▸ **EXERCISE DETAILS**: Copy everything in the data below from the line containing "shape [[631, 235]]." down to the line containing "[[87, 344], [176, 284], [352, 385]]", both of those lines included.

▸ **DATA SUPPLIED**:
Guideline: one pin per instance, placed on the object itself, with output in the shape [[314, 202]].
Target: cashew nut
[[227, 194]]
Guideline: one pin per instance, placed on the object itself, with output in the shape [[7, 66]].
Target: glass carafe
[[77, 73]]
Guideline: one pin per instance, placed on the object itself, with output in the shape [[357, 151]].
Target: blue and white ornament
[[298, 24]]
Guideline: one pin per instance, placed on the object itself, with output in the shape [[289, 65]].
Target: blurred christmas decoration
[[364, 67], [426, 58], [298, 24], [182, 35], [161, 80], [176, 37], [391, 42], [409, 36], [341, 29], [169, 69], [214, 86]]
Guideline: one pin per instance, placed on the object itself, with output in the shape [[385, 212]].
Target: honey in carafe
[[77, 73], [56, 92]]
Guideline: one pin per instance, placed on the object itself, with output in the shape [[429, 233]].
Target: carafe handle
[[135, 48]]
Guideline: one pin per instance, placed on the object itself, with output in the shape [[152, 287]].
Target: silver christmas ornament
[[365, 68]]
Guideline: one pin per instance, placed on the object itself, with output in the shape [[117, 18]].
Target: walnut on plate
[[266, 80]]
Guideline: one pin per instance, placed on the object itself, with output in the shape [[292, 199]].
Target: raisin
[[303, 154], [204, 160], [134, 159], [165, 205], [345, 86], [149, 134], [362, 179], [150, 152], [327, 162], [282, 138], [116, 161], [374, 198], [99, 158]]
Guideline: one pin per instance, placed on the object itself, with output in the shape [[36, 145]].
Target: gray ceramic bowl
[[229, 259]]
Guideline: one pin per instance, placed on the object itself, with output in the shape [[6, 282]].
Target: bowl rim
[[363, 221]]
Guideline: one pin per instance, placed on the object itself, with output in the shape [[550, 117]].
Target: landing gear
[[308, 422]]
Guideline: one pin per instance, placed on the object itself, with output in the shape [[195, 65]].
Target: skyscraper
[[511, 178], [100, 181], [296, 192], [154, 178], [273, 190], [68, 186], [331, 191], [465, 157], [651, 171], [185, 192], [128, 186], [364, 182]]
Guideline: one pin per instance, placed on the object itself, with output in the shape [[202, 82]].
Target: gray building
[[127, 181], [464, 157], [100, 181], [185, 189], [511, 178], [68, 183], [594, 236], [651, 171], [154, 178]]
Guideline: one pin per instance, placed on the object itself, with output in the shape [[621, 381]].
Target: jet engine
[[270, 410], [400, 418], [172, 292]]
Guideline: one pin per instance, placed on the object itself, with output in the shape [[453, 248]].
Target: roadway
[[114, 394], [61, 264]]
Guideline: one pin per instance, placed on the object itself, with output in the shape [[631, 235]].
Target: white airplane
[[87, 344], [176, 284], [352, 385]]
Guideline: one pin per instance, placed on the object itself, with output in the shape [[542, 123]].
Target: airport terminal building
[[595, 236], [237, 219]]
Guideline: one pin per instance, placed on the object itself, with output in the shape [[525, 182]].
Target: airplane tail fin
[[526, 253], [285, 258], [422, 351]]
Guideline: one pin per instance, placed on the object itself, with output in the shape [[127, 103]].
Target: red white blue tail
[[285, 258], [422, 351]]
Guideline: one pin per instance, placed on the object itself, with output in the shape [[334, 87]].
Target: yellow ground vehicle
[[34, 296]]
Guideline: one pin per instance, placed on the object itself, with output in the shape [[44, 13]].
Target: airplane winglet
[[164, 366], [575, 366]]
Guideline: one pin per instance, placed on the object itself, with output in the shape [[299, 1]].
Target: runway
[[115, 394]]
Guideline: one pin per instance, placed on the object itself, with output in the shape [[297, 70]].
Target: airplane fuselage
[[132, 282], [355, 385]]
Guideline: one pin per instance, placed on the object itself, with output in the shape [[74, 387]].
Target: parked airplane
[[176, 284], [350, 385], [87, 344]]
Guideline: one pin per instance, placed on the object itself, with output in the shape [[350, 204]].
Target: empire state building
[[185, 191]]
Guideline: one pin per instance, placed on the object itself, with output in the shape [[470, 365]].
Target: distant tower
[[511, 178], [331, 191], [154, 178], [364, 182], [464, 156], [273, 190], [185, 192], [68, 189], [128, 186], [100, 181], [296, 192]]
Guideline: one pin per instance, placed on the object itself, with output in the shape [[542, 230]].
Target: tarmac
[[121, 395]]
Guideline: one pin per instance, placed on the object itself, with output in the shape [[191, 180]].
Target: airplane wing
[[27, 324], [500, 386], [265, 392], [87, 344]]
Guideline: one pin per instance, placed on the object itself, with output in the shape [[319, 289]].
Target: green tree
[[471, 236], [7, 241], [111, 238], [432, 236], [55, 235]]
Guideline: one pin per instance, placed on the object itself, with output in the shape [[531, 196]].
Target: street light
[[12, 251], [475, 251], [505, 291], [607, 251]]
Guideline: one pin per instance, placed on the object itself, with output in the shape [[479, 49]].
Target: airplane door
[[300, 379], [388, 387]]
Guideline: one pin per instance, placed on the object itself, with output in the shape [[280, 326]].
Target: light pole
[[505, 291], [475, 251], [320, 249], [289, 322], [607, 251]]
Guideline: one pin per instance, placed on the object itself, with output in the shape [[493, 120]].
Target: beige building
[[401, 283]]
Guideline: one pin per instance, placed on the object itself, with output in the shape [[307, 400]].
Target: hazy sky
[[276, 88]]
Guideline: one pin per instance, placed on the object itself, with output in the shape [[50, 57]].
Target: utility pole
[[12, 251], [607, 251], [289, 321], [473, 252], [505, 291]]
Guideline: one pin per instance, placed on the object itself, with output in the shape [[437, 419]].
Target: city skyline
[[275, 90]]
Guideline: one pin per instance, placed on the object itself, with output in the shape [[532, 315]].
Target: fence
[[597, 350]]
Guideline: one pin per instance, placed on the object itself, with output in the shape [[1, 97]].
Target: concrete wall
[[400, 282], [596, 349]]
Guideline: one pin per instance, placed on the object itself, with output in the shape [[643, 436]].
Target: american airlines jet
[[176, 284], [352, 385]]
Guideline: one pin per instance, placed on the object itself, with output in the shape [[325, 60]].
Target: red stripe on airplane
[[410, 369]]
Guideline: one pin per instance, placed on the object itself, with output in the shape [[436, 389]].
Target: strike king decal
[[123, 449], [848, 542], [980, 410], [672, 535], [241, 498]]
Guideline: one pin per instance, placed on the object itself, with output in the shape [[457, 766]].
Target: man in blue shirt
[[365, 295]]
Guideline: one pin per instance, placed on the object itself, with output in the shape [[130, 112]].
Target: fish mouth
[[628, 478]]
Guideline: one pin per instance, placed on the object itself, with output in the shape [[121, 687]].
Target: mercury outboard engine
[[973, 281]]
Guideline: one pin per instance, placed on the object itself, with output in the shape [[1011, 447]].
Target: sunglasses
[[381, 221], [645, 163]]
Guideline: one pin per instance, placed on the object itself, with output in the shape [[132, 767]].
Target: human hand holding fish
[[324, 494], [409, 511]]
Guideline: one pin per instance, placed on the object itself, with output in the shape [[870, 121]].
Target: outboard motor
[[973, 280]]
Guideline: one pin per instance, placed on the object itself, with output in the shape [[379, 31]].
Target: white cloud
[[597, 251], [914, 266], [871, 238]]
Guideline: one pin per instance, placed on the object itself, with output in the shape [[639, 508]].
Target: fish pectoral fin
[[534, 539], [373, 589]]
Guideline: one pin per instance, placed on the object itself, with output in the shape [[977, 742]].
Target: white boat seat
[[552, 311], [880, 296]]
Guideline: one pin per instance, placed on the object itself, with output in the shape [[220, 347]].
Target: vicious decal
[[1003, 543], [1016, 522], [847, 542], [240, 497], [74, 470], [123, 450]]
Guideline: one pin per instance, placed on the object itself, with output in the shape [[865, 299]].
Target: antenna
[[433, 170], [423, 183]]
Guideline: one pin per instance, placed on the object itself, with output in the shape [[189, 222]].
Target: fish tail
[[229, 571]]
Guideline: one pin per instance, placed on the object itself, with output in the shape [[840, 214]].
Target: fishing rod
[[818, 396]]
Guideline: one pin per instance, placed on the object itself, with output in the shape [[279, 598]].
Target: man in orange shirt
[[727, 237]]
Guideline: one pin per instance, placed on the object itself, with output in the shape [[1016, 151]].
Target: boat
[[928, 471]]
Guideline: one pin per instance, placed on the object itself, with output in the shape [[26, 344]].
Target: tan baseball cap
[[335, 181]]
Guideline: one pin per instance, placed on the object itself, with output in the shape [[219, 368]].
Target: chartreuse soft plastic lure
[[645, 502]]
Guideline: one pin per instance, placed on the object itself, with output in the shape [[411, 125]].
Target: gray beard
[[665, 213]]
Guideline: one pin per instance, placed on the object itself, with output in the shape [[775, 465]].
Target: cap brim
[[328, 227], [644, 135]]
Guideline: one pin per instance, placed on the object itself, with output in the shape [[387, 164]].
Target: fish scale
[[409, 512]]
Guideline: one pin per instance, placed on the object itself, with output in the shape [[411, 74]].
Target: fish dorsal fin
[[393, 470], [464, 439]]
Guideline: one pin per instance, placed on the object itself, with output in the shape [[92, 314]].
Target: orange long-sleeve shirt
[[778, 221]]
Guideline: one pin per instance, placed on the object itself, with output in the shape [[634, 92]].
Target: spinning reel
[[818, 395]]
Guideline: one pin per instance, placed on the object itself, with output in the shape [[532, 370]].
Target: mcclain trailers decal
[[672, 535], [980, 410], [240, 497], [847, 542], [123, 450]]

▸ **OUTPUT BELOW**:
Guideline: one pin per instance, placed on the object itself, with output in the shape [[631, 235]].
Target: white airplane
[[87, 344], [176, 284], [352, 385]]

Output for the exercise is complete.